Collection entries
*****
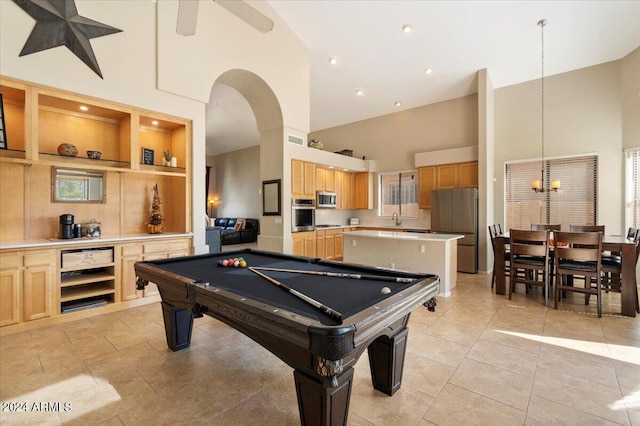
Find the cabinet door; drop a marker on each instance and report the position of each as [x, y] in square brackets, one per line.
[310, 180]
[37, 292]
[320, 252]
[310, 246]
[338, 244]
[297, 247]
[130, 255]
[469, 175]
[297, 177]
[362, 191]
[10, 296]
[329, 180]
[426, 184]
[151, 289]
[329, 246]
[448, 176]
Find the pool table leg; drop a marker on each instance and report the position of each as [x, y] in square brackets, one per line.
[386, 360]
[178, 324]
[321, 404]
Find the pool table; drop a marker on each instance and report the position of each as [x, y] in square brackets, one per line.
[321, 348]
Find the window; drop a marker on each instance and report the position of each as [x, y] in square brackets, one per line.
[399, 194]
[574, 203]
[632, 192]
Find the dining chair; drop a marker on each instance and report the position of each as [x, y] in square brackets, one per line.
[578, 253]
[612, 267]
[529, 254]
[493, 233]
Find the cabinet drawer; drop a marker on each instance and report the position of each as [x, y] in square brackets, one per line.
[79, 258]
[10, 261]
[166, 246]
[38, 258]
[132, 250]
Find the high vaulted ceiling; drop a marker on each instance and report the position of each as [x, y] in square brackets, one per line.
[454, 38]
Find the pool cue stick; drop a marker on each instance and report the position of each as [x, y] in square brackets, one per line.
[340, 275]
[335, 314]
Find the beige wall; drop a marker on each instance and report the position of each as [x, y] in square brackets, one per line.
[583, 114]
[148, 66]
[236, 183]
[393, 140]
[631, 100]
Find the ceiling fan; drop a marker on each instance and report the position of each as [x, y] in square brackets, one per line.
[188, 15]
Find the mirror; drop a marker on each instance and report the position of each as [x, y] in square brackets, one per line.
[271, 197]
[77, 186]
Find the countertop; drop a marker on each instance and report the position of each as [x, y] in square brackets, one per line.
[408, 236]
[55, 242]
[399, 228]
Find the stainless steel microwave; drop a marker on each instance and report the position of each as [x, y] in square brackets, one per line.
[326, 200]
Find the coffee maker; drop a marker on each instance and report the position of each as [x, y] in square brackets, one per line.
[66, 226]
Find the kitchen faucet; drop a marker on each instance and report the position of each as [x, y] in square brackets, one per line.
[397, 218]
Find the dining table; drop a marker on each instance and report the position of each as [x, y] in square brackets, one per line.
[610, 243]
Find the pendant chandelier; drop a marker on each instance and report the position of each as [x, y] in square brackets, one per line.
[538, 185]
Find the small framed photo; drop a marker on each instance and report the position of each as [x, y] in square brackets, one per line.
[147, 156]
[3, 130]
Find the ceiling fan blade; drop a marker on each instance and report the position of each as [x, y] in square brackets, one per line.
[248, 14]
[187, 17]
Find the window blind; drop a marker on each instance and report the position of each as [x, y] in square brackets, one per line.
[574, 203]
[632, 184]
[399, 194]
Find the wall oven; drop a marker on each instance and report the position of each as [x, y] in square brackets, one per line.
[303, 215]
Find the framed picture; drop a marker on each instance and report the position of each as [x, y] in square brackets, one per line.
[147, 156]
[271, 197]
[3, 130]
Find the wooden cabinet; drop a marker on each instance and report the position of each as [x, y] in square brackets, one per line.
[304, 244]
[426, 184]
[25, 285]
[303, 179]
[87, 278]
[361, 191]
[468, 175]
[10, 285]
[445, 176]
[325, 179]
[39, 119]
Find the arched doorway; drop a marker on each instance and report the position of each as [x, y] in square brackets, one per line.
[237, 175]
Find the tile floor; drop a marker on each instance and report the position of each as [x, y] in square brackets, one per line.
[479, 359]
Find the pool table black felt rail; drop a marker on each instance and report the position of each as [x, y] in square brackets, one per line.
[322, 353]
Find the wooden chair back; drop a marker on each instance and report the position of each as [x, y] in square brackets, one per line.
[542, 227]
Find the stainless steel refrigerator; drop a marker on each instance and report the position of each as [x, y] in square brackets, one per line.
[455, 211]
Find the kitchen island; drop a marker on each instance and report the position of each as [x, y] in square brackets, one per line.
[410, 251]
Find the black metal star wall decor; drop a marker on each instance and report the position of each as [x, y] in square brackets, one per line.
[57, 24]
*****
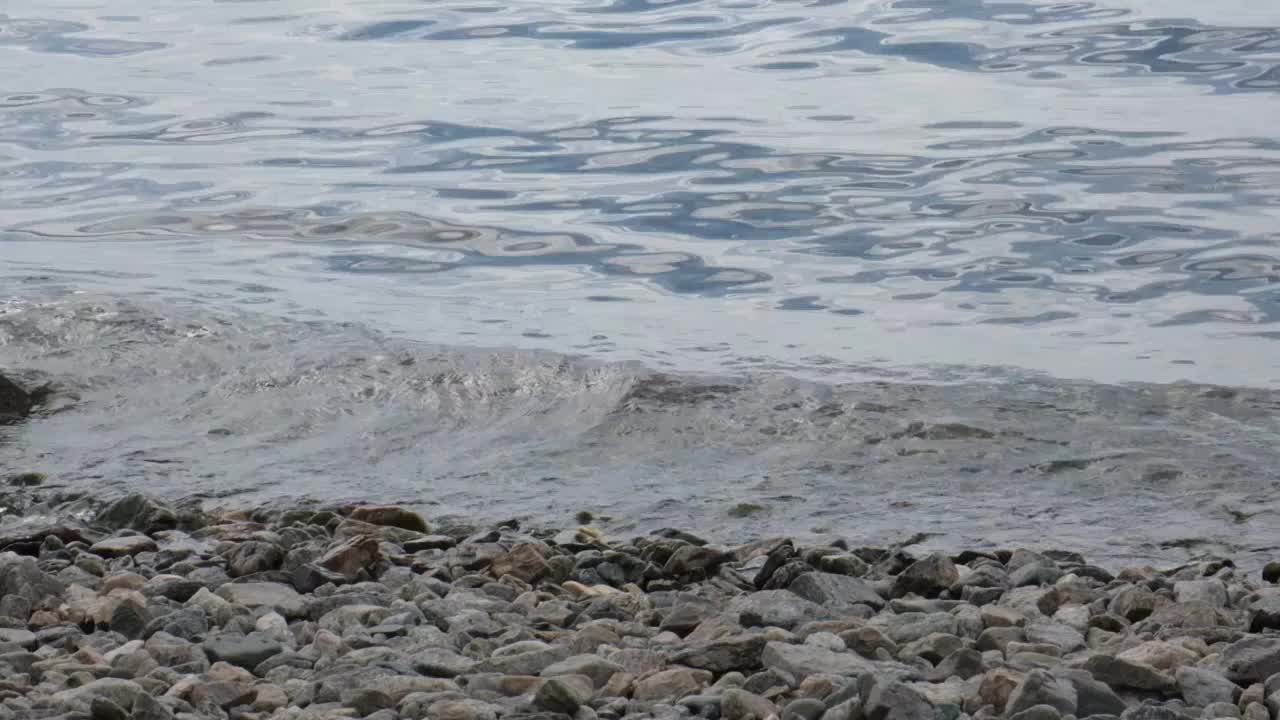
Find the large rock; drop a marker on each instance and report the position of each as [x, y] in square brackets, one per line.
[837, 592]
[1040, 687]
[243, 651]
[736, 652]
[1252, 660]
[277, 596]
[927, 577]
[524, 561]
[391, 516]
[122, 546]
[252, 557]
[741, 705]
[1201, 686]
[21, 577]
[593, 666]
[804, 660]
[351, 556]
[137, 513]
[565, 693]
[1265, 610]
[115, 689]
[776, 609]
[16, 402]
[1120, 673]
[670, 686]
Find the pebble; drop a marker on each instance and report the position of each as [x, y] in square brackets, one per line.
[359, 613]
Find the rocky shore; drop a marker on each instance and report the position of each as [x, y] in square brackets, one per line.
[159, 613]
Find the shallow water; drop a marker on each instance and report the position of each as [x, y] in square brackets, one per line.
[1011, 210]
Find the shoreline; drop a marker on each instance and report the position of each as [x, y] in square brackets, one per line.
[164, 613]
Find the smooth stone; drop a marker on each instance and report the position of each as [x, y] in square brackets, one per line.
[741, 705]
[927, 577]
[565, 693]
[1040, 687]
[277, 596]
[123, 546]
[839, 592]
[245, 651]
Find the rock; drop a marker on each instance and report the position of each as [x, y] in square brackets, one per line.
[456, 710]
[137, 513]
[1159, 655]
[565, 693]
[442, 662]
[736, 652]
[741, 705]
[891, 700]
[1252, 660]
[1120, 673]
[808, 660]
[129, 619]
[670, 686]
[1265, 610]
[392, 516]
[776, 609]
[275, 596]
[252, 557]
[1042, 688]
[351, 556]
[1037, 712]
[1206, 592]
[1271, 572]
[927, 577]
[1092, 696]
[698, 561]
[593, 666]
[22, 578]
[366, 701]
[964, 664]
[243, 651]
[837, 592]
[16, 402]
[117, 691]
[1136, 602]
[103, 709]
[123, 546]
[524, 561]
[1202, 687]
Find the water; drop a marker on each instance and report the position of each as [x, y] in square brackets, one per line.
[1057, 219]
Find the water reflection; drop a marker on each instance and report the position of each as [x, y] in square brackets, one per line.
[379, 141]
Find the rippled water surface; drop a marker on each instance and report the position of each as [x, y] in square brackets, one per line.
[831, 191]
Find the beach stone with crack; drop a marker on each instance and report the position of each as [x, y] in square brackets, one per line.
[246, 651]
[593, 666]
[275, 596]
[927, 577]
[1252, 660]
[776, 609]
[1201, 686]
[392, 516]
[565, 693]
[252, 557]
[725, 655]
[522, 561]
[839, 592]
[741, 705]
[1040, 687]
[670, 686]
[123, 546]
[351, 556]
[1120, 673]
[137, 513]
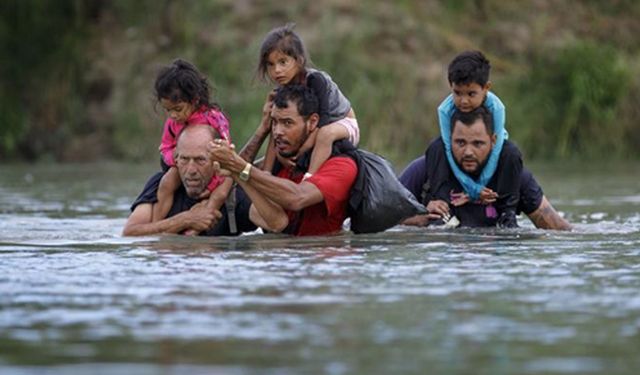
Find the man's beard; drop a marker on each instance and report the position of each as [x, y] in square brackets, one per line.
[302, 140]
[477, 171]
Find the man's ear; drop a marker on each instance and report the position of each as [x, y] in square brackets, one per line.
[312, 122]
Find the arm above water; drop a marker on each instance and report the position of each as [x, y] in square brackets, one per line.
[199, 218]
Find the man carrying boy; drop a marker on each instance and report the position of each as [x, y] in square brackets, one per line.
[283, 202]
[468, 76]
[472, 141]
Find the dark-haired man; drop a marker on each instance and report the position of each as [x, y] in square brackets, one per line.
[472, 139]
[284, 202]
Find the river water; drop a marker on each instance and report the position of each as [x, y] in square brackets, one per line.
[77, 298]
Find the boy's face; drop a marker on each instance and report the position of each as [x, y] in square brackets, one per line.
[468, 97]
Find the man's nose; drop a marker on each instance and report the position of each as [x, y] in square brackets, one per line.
*****
* [EXERCISE BRIEF]:
Going back over the entries above, copy word for word every line from the one that has "Find the river" on through the one that has "Find the man's nose;".

* [EXERCISE RESULT]:
Find the river water; drop a marker on each instance and report the position of each as [x, y] in square brackets, one per line.
[77, 298]
Find the boy's face; drop a marker on each instance and report the position of each as [x, y] in square brackets, one per line.
[468, 97]
Find the man's nose; drop a marker on each instance and report the position of each as [x, y] in square brackets, one per line.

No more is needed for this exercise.